§ EXTRACT
Fine Gael won two of the four seats in Waterford last time as voters took their ire out on the exiting Fianna Fail government.
This time, however, outgoing Coalition TDs are feeling the brunt of complaints about many issues, from water charges to housing and wind turbines.
The anti-government sentiment is especially strong in Waterford City, where Independent Alliance co-founder and outgoing TD John Halligan and Sinn Féin senator David Cullinane are expected to do well.
Fine Gael’s John Deasy, further west in Dungarvan, will also get strong support, as he is seen as a rebel Government TD. He also has a good following over agriculture issues, as well as further afield from his town base.
Cullinane, who has run in the past three general elections, has fallen just short on each occasion, but could be lucky this time. In the last election, he got 9.9% of votes. But, come voting day, this Friday, and with increased backing for Sinn Féin, he will be in a good position to win a seat.
The status of Waterford Hospital is an ongoing concern across the county, especially its limited cardiac service and because patients must often go to Cork for treatment.
This means you can only have a heart attack before 5pm during the week, and not at all on the weekend, say locals. In 2012, 20,000 people took to Waterford’s streets to protest cuts for the hospital.

§ PROVIDED RECORDS
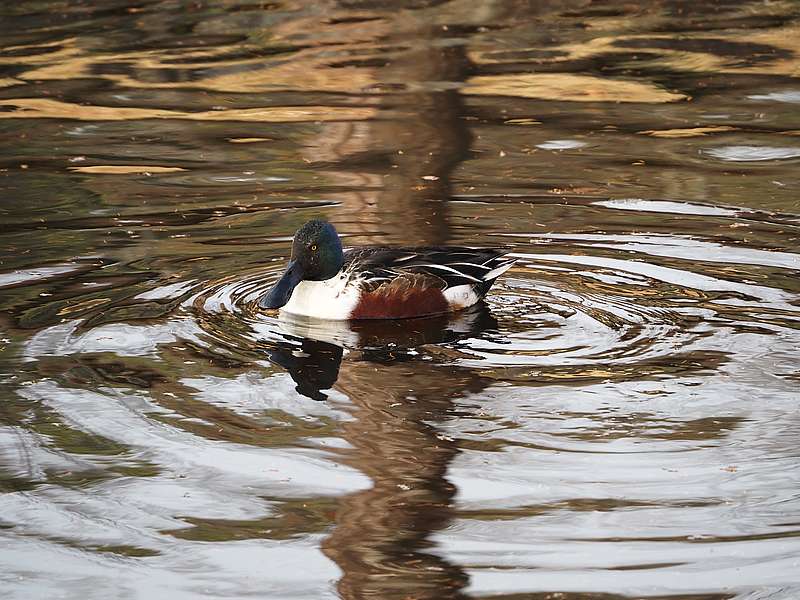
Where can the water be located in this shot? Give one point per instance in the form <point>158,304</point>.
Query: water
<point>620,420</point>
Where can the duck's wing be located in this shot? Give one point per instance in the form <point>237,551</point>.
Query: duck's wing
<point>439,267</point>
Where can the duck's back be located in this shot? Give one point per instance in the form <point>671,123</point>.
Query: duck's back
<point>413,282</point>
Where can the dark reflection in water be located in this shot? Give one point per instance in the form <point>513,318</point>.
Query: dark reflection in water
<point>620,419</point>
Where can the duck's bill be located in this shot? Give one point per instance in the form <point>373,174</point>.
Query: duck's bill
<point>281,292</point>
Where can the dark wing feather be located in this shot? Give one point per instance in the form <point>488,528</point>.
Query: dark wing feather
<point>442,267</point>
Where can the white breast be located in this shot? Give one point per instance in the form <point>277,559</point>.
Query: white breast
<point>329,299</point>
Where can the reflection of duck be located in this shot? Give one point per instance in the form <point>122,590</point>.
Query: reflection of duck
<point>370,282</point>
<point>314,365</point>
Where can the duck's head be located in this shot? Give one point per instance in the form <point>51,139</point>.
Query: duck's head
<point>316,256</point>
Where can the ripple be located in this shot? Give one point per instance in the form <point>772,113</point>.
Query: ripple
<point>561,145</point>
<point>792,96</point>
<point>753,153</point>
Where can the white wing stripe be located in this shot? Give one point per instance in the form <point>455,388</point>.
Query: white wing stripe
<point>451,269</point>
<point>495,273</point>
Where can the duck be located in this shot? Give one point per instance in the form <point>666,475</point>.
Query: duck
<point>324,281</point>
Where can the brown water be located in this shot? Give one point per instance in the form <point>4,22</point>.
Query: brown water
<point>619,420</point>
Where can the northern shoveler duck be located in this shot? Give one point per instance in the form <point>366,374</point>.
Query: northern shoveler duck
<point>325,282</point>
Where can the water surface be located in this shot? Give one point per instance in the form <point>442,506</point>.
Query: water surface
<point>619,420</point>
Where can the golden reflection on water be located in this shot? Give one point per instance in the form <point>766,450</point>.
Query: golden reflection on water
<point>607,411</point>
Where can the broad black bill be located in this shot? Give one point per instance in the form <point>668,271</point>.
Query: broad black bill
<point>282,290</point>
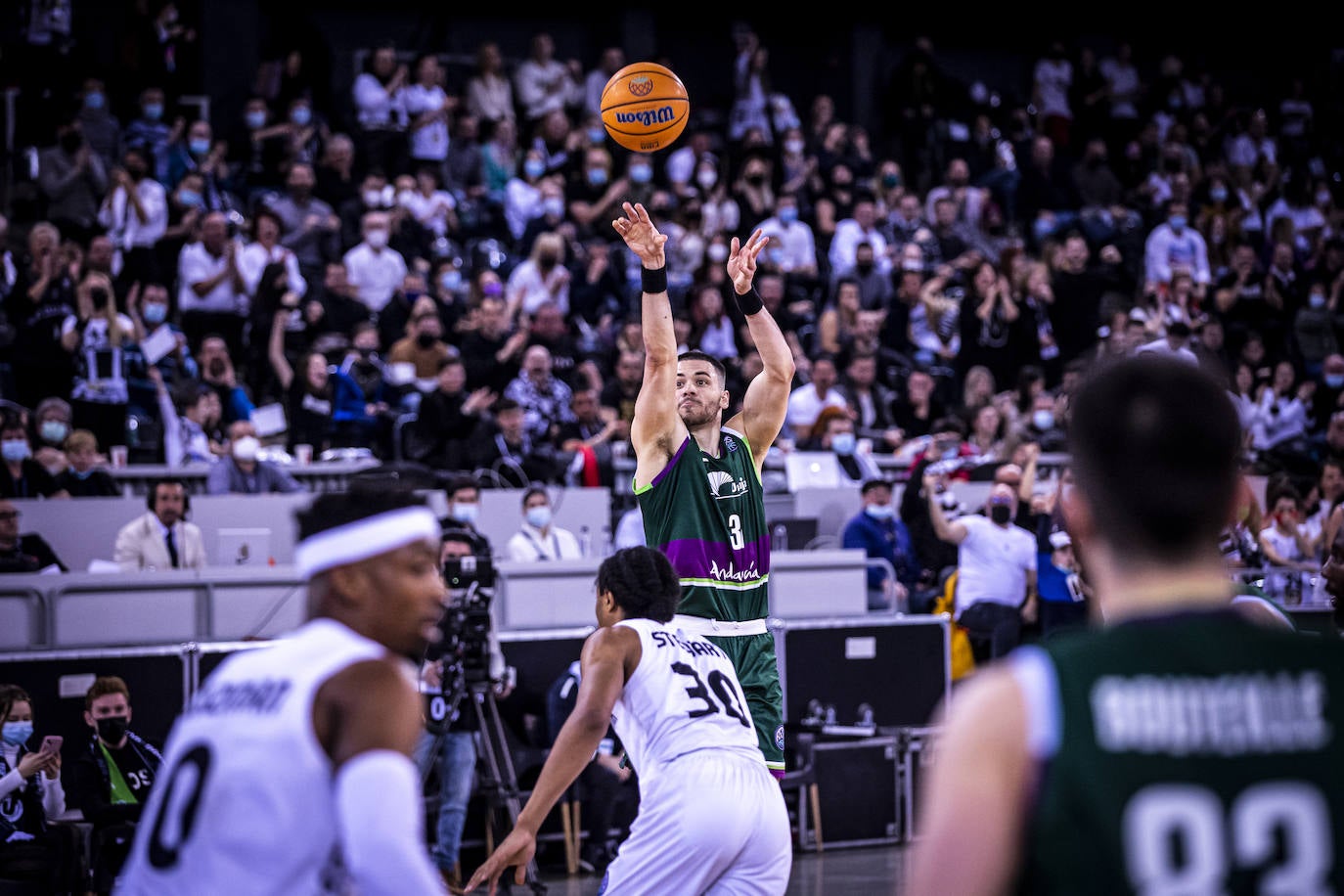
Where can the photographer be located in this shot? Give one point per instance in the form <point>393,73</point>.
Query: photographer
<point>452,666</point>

* * *

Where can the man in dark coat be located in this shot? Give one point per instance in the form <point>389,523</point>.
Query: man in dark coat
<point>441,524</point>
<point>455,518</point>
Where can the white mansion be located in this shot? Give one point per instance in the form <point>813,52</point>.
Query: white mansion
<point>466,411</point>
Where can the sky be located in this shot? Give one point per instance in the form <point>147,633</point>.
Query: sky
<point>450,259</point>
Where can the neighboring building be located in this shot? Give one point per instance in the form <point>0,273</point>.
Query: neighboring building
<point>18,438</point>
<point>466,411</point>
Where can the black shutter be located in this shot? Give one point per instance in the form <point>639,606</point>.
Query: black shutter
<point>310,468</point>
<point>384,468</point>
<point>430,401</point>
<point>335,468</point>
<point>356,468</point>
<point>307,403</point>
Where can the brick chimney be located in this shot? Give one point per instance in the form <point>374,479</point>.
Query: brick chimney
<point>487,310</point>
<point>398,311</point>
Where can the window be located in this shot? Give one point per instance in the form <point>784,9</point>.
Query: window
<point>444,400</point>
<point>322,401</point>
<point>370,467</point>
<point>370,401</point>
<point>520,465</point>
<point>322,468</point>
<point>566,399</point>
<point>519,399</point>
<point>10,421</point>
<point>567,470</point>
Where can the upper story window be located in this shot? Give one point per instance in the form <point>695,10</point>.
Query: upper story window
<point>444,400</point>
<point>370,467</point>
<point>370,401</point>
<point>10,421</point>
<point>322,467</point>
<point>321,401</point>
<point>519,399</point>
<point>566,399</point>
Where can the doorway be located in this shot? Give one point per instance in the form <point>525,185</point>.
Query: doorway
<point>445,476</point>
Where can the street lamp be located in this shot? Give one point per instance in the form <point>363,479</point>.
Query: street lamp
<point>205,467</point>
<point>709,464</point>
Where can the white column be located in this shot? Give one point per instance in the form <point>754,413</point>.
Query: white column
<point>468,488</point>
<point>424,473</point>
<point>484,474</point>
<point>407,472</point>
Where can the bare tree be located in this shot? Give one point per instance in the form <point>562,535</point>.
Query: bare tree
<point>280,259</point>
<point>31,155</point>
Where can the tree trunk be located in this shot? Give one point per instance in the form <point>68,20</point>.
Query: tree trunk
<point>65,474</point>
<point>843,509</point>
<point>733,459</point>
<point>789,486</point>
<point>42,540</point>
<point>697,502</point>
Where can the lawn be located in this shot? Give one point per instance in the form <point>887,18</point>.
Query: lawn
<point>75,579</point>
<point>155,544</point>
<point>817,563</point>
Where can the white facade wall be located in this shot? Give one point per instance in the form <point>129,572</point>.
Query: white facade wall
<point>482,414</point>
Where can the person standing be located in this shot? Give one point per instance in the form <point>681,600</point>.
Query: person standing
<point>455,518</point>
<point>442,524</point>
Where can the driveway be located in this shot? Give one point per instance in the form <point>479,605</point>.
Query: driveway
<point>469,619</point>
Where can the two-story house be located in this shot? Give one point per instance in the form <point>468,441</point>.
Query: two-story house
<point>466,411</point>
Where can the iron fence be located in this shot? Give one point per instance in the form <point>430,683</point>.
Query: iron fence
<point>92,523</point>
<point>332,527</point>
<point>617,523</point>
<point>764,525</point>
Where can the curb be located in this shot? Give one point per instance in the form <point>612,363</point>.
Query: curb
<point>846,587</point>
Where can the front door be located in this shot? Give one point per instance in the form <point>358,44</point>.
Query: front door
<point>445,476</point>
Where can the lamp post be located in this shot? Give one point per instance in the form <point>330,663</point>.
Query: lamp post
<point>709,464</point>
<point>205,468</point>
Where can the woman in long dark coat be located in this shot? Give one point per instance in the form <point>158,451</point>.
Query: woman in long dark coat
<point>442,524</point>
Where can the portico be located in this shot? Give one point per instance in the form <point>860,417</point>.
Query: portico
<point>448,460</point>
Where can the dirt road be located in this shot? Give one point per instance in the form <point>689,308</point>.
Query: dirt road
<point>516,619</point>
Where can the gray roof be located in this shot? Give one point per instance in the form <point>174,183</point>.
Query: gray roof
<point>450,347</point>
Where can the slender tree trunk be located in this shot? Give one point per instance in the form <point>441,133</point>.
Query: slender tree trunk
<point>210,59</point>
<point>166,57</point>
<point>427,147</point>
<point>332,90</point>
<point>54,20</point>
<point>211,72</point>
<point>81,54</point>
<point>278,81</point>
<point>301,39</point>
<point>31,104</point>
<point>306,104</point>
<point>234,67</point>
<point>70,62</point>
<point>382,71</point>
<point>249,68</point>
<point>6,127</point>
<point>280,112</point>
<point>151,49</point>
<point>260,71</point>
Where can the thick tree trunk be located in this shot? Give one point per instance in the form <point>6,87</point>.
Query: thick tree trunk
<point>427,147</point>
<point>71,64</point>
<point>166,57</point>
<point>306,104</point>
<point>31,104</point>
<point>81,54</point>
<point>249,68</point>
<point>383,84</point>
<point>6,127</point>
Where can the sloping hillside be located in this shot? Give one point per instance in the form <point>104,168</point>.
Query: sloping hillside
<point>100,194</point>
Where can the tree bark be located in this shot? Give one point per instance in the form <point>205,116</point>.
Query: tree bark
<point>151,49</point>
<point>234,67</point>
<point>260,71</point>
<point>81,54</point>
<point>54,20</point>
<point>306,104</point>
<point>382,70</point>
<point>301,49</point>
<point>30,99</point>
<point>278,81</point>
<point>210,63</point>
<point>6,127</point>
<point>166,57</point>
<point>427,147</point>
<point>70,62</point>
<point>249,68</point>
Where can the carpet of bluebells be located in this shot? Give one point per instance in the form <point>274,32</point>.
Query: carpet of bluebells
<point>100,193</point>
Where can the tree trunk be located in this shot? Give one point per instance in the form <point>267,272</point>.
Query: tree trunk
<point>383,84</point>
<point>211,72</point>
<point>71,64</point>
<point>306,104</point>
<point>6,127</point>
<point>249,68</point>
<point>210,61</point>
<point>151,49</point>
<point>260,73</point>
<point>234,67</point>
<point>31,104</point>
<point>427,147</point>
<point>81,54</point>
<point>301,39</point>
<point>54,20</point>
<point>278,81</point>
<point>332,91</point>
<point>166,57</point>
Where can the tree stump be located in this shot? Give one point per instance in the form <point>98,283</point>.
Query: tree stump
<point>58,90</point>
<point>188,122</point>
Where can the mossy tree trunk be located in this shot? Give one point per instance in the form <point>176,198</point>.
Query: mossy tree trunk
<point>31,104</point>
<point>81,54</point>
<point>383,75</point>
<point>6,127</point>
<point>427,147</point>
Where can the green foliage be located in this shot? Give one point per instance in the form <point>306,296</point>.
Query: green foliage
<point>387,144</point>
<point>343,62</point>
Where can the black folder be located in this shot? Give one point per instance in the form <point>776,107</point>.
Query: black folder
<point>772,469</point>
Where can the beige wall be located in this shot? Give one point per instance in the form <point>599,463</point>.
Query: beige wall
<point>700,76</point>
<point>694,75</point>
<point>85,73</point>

==

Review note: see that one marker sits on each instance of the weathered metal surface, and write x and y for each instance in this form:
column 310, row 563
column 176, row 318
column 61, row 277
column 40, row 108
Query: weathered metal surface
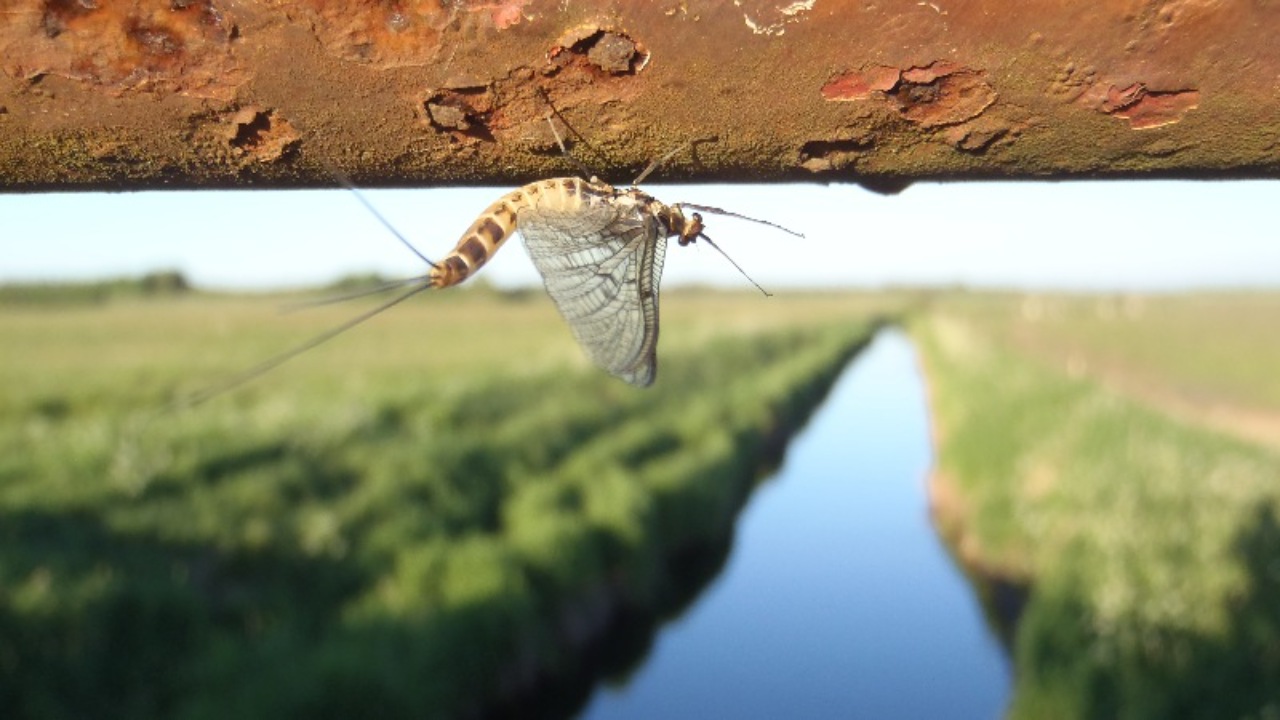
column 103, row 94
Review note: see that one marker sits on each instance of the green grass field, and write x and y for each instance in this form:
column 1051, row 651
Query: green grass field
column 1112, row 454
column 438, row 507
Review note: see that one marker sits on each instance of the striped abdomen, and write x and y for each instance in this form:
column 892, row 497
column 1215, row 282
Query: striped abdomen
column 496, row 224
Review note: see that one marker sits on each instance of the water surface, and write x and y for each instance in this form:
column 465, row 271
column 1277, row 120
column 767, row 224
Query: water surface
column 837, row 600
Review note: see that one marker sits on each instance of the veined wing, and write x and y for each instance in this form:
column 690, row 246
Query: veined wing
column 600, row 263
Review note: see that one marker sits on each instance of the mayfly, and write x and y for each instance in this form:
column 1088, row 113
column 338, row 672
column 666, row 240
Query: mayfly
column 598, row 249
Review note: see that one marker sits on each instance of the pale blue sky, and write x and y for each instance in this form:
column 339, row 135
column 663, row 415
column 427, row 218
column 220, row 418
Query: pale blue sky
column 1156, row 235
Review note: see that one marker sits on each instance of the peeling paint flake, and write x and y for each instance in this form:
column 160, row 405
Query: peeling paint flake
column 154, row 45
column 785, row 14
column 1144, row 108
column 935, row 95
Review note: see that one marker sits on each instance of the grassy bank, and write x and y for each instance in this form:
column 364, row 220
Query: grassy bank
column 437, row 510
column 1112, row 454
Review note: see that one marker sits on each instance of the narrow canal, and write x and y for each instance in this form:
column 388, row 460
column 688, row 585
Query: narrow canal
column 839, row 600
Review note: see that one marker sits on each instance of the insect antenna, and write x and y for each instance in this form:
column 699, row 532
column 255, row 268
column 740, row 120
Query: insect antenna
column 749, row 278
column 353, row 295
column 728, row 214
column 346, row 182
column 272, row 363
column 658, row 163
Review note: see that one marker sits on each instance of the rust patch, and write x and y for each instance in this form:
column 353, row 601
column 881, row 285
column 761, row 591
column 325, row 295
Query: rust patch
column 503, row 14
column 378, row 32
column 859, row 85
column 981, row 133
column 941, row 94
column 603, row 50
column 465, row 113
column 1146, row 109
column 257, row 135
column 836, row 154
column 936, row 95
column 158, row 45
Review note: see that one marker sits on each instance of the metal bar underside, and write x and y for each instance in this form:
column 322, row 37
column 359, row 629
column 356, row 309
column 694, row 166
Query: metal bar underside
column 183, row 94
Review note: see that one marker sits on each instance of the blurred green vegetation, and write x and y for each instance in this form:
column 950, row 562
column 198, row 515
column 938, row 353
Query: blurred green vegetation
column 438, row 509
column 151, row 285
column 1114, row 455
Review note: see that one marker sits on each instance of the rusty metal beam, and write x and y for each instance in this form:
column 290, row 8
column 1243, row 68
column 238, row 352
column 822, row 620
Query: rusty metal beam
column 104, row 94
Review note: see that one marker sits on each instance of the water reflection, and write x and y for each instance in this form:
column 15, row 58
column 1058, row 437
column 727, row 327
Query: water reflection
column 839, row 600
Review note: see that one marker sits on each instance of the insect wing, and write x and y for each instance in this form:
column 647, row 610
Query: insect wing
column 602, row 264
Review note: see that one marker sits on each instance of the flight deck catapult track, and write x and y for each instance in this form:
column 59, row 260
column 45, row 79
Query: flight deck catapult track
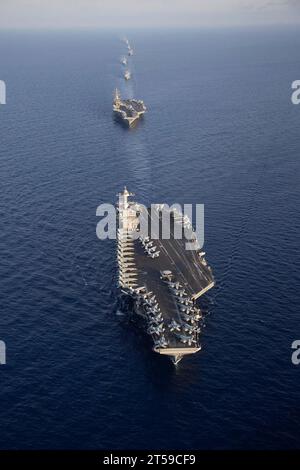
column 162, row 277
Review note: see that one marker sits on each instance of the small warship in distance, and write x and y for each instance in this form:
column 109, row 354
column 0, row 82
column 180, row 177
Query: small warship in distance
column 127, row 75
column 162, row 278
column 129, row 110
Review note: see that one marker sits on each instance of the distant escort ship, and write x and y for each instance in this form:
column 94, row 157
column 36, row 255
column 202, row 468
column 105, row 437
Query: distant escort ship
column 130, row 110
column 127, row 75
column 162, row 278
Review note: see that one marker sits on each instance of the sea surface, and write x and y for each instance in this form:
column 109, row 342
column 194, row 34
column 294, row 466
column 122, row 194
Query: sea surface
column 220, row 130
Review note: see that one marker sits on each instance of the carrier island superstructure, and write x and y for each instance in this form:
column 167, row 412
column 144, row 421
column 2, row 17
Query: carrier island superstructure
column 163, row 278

§ TASK SET
• a. Duplicate the stretch of the Waterford article from "This time, however, outgoing" through "his town base.".
• b. Answer these questions from the Waterford article:
(i) How many of the four Waterford seats did Fine Gael win last time?
(ii) What share of the votes did Cullinane get in the last election?
(iii) How many people took to Waterford's streets in 2012 to protest cuts for the hospital?
The entries have nothing to do with the Waterford article.

§ ANSWERS PER TASK
• a.
This time, however, outgoing Coalition TDs are feeling the brunt of complaints about many issues, from water charges to housing and wind turbines.
The anti-government sentiment is especially strong in Waterford City, where Independent Alliance co-founder and outgoing TD John Halligan and Sinn Féin senator David Cullinane are expected to do well.
Fine Gael’s John Deasy, further west in Dungarvan, will also get strong support, as he is seen as a rebel Government TD. He also has a good following over agriculture issues, as well as further afield from his town base.

• b.
(i) Two
(ii) 9.9%
(iii) 20,000